- Requirement -
Go through the material and write it all out exactly, minus the pictures.

-- Begin Provided data --

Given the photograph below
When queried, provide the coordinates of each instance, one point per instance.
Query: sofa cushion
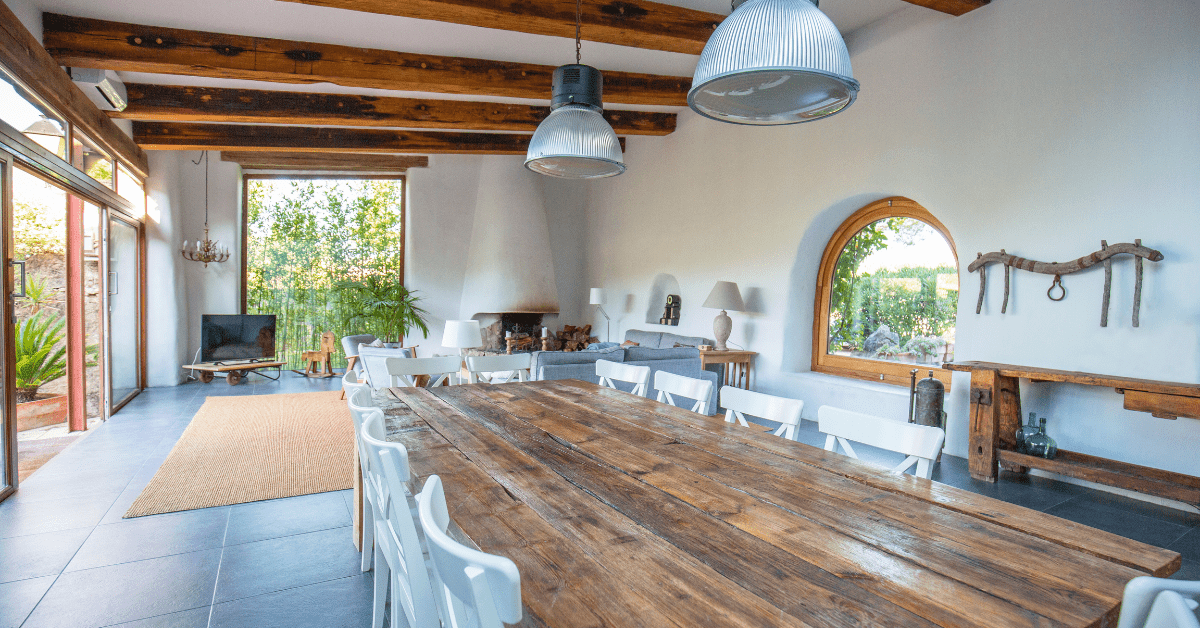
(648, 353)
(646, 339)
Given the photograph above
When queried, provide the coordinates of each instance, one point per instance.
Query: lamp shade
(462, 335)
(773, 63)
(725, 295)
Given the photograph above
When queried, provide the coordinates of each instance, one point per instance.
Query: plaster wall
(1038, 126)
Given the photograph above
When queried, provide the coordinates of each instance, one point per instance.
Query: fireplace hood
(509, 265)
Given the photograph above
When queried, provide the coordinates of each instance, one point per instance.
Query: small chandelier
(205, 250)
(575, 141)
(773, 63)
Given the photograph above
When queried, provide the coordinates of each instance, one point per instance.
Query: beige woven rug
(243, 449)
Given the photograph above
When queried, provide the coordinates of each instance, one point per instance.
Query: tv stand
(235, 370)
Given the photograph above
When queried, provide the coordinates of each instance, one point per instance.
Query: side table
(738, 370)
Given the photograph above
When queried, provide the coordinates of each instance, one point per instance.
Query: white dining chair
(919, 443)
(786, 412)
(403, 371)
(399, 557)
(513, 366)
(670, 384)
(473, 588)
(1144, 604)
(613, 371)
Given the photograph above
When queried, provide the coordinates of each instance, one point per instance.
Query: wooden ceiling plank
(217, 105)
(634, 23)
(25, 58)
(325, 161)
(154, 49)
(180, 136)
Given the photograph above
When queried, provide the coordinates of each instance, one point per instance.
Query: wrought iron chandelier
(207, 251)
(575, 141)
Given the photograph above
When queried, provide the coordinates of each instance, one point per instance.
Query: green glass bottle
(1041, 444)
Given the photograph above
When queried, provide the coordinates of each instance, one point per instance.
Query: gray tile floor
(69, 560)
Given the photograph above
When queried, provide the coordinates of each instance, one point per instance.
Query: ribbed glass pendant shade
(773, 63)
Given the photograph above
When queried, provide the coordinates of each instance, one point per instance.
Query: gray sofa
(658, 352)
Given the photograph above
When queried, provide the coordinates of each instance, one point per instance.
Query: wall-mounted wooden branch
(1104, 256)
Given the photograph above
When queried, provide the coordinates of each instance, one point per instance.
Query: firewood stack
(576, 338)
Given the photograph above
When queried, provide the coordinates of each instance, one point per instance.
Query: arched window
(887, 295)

-- End Provided data --

- Exercise solution -
Given the photograph below
When queried, provide the coordinates of each instance, one point per instance.
Query: sofa cushion
(648, 353)
(646, 339)
Given the photograph above
When queried, provide the coordinates of each instance, one point per instance.
Query: lamp shade
(462, 335)
(773, 63)
(725, 295)
Given the photograph above
When queried, provide the coordinates of each instance, one point per instance.
Query: plaster wall
(1038, 126)
Given the photograph above
When queried, provide the coordinates of each instance, one point per instance.
Query: fireplace hood
(509, 265)
Given the photograph above
When queried, provide the coordinates of each instance, one point per instance.
Query: small chandelier
(205, 250)
(575, 141)
(773, 63)
Given the photograph above
When queried, provide the coordinates of each instance, one point per instance.
Query: beige woven rug
(243, 449)
Given the photograph above
When queried, provide the coordinates of each instance, one point per instance.
Query: tv stand
(235, 370)
Given the photograph above
When queried, provide the coordinates of each instance, one point per instance.
Query: side table
(738, 370)
Given the photograph above
When queried, provide the coordinates of each instance, one point per instance.
Query: white dining chair
(919, 443)
(786, 412)
(403, 371)
(399, 557)
(513, 366)
(670, 384)
(473, 588)
(1144, 604)
(613, 371)
Given the photograph above
When queried, provide the coordinates of each instance, one point per instance.
Query: wooden ceiling plank
(217, 105)
(634, 23)
(25, 58)
(325, 161)
(154, 49)
(180, 136)
Given the photograph above
When queried, provide the coordinates of each instance, one point per instance.
Query: wrought iron chandelier
(207, 251)
(575, 141)
Given the photograph above
When queried, provide the coordinates of each instance, one point per instance.
Query: green glass bottle
(1041, 444)
Given the photograph above
When queried, provide the coordinates of each instance, one point per instance.
Query: gray tile floor
(69, 560)
Given the photograph above
When queried, provide the coordinates of each instance, one point per instance.
Query: ribbed glass pendant shade
(773, 63)
Given the photograph above
When queried, provide the coordinates of each instance, one point per instance.
Query: gray sofa
(658, 352)
Given the photograph above
When queried, provide the coordinates of each instance, one point per instance.
Query: wall-mounted wooden branch
(1104, 256)
Given the photograph above
When queried, provide the coordinates of each instance, one point per instance.
Query: firewood stack
(576, 338)
Given the photograph above
When queried, provide the coordinates of each instance, one point per instance.
Query: arched window
(887, 295)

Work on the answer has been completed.